--- Work instructions ---
Could you reproduce the part of the post about coming to enjoy jazz starting at "I realize at" and ending at "this particular poet).", but swap "Groove Bacteria" for "the house band"?

***** Excerpted text

Last Thursday, I participated (unexpectedly) in a fundraiser for Jazzmouth, the upcoming poetry, music, and art festival in Portsmouth. I'd attended in order to see some new poets, to contribute a few bucks, to hear a couple of poets who already interest me, and to indulge in a newfound love for live jazz.
I've never been fond of jazz. Blues, absolutely. Sit me down with a recording of Howlin' Wolf or Muddy Waters, and I'm in hog heaven. The jazz I heard on the radio in Chicago was always too light for me. I'll read poetry that is intellectual without having heart, but I can't take music that's all head and no gut. Hypocritical? Probably. But it didn't change the fact that the closest I'd get to improvisational music was, well, 8-bar blues and a decent guitar solo in a rock song.
I'd been proud of this fact. The only autobiographical note in all of "ADD TV" is the line that kicks the whole thing off: "My music is not jazz / but rap." I'd performed a one-off poem at Mic Check once that lauded the grounded improvisation of Blues over what I perceived to be an elitist and ironically mindless following of jazz - "Famous poets always talkin' 'bout jazz / Famous poets always' talkin' bout jazz / Famous poets, they love to talk about jazz / But baby, I wear a Bluesman's hat."
I realize at this moment that I'm still capitalizing Blues but not Jazz.
Then I attended Beat Night, at which Groove Bacteria, which seems to range from 5-10 musicians, takes instruction from a poet and responds musically. Now, I'd been to the Green Mill in Chicago on nights when the three-piece (piano, bass, drums) band backs up the open mic. But I'd never seen anybody except Marc Smith really work well with the band. Maybe I just went on the wrong nights. But at Beat Night, I finally heard someone say, "Play like the house is underwater" and heard that from the band AND the poet. I finally heard someone say, "Punk gospel" and saw the poet come alive because of the music in a way I hadn't seen before (I mean this literally in this case, having seen another well-done performance of this particular poem by this particular poet).
At the end of the regular portion of the fundraiser, there was room for an open mic, so I signed up. I walked up to the mic planning on doing something light and funny. I'd performed at Beat Night before, but did "ADD TV" and not to music. I can't do that piece to music (the musicians agreed). At the last moment, I decided to do "Wooden Boys and Deadlier Toys," with the request to the band "A music box that was in a fire." Not only have I never performed that poem better, but I got ideas on how to improve it, from a fellow poet in the audience and from within my own head. I finally got the improvisation, which is something I've been exploring in my spoken word lately.
And, to my surprise, not just from my own performance but the other readings that night, I'm starting to enjoy Jazz.

**********
***** Data

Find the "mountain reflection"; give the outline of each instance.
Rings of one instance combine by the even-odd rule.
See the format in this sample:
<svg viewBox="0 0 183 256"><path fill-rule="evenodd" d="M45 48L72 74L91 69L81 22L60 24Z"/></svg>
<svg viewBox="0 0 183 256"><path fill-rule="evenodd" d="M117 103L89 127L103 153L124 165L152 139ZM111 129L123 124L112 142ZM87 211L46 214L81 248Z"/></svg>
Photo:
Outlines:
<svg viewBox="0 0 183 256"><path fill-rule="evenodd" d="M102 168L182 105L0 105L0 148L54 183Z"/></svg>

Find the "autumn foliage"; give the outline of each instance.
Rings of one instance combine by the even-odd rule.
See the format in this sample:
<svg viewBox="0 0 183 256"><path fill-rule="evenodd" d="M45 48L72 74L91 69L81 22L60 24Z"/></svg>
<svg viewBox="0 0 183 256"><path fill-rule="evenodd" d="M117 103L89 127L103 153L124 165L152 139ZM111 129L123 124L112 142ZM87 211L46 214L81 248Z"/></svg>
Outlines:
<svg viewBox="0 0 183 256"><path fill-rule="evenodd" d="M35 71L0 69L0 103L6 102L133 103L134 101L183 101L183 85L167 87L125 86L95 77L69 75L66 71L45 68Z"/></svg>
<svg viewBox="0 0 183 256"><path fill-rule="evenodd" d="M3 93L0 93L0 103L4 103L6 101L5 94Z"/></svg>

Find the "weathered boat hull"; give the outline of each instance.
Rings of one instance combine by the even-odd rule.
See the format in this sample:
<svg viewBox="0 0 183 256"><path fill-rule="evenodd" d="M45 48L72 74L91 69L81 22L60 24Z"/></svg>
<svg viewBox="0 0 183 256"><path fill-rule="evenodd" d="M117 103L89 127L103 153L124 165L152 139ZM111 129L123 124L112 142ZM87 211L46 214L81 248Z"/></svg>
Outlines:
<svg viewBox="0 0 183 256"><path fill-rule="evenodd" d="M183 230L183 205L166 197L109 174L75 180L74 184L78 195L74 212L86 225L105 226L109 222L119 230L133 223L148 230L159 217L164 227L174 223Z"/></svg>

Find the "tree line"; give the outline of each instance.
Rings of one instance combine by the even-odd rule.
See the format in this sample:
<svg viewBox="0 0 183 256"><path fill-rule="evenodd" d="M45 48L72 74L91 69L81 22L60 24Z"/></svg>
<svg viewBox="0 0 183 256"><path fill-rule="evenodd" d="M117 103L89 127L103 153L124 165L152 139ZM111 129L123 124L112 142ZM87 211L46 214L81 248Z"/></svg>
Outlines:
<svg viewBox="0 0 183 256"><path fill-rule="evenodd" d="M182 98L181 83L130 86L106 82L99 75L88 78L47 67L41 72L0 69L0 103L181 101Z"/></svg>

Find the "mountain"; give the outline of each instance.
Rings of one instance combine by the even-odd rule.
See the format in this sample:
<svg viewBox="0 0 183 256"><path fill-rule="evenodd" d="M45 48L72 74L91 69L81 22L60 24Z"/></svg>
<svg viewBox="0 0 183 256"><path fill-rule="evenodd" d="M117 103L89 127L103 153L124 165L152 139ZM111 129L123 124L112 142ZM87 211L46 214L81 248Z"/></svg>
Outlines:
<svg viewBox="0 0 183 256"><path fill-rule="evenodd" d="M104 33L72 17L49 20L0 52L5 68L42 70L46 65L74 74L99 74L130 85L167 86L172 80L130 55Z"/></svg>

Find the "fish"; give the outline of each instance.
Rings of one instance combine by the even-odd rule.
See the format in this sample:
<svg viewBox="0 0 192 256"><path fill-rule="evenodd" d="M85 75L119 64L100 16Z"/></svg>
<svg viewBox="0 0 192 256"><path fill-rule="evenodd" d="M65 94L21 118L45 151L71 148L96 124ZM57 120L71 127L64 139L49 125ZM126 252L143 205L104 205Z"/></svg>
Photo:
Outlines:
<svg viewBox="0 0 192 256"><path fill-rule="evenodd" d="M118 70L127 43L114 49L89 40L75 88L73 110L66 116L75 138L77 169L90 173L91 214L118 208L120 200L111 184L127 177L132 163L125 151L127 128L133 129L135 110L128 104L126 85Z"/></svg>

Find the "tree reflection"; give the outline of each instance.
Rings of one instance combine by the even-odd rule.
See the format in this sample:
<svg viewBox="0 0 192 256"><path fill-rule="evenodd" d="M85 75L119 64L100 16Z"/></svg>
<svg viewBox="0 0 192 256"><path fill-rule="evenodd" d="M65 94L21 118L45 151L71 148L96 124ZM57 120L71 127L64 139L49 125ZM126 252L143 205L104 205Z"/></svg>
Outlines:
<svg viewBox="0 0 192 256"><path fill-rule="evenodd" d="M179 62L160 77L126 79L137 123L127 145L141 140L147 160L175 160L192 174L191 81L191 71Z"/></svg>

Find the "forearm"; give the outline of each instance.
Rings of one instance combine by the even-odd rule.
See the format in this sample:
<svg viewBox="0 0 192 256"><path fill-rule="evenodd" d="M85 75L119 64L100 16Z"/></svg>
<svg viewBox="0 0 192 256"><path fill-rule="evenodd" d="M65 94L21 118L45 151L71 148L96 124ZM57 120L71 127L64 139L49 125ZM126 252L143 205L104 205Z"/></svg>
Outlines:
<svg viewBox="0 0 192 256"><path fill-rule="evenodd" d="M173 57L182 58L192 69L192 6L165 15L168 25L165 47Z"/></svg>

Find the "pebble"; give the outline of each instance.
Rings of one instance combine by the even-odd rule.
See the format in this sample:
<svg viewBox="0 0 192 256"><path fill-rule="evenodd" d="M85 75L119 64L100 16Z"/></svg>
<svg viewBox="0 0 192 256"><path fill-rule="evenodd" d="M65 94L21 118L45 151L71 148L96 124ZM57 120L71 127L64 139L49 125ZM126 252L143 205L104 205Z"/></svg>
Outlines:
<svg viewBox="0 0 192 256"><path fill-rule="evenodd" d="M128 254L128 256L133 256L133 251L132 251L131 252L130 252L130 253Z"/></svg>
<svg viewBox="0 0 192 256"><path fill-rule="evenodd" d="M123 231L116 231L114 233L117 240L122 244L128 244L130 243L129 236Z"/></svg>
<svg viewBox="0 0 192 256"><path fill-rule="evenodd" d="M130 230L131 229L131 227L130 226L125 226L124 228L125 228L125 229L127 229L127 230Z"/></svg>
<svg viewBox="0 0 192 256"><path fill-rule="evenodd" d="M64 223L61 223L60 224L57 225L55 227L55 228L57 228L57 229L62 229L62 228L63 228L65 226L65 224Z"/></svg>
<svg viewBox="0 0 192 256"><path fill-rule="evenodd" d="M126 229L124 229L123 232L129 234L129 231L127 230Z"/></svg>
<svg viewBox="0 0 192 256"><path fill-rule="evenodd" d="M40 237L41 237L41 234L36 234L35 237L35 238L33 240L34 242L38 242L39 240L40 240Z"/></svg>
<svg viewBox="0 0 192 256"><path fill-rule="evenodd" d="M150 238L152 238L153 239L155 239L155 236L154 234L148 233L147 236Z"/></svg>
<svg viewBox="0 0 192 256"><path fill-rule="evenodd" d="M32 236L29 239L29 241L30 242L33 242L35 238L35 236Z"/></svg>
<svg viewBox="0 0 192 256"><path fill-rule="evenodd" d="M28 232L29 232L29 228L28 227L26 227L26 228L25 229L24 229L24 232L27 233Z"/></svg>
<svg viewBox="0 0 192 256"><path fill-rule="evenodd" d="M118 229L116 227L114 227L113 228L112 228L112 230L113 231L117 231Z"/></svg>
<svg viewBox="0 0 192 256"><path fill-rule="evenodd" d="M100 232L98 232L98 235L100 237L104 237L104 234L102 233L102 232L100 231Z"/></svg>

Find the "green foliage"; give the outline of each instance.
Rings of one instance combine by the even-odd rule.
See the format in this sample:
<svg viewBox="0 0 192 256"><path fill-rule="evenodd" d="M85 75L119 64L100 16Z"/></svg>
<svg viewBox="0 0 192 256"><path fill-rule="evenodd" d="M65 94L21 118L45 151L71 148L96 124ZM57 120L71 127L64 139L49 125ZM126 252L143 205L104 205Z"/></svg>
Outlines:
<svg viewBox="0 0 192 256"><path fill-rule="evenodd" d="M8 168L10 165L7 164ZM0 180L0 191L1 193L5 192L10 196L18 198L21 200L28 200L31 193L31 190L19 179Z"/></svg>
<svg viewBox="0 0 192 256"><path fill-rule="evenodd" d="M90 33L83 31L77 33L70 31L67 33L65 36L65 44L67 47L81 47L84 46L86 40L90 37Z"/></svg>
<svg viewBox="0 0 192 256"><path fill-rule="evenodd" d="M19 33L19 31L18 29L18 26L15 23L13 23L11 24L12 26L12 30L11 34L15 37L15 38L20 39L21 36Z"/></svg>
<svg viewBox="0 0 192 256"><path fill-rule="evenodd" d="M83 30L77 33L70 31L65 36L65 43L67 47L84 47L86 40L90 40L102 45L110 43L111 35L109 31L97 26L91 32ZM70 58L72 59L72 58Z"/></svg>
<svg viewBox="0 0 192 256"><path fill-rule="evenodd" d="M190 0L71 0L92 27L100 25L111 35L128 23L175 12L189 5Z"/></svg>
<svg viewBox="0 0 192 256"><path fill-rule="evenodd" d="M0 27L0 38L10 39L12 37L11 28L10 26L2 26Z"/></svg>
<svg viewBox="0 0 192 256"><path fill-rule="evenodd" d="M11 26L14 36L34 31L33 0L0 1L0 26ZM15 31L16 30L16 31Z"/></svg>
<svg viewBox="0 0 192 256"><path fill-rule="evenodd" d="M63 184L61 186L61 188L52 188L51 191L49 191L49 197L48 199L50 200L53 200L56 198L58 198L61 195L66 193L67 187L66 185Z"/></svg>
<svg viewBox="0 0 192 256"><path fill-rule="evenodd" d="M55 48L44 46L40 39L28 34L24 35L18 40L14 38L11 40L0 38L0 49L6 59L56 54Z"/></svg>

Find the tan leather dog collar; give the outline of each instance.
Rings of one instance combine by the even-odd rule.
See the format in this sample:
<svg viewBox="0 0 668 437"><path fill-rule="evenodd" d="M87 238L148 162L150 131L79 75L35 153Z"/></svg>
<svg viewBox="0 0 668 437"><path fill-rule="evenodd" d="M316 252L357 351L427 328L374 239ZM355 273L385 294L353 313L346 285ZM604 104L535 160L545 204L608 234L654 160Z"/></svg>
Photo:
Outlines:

**********

--- Your solution ---
I realize at this moment that I'm still capitalizing Blues but not Jazz.
Then I attended Beat Night, at which the house band, which seems to range from 5-10 musicians, takes instruction from a poet and responds musically. Now, I'd been to the Green Mill in Chicago on nights when the three-piece (piano, bass, drums) band backs up the open mic. But I'd never seen anybody except Marc Smith really work well with the band. Maybe I just went on the wrong nights. But at Beat Night, I finally heard someone say, "Play like the house is underwater" and heard that from the band AND the poet. I finally heard someone say, "Punk gospel" and saw the poet come alive because of the music in a way I hadn't seen before (I mean this literally in this case, having seen another well-done performance of this particular poem by this particular poet).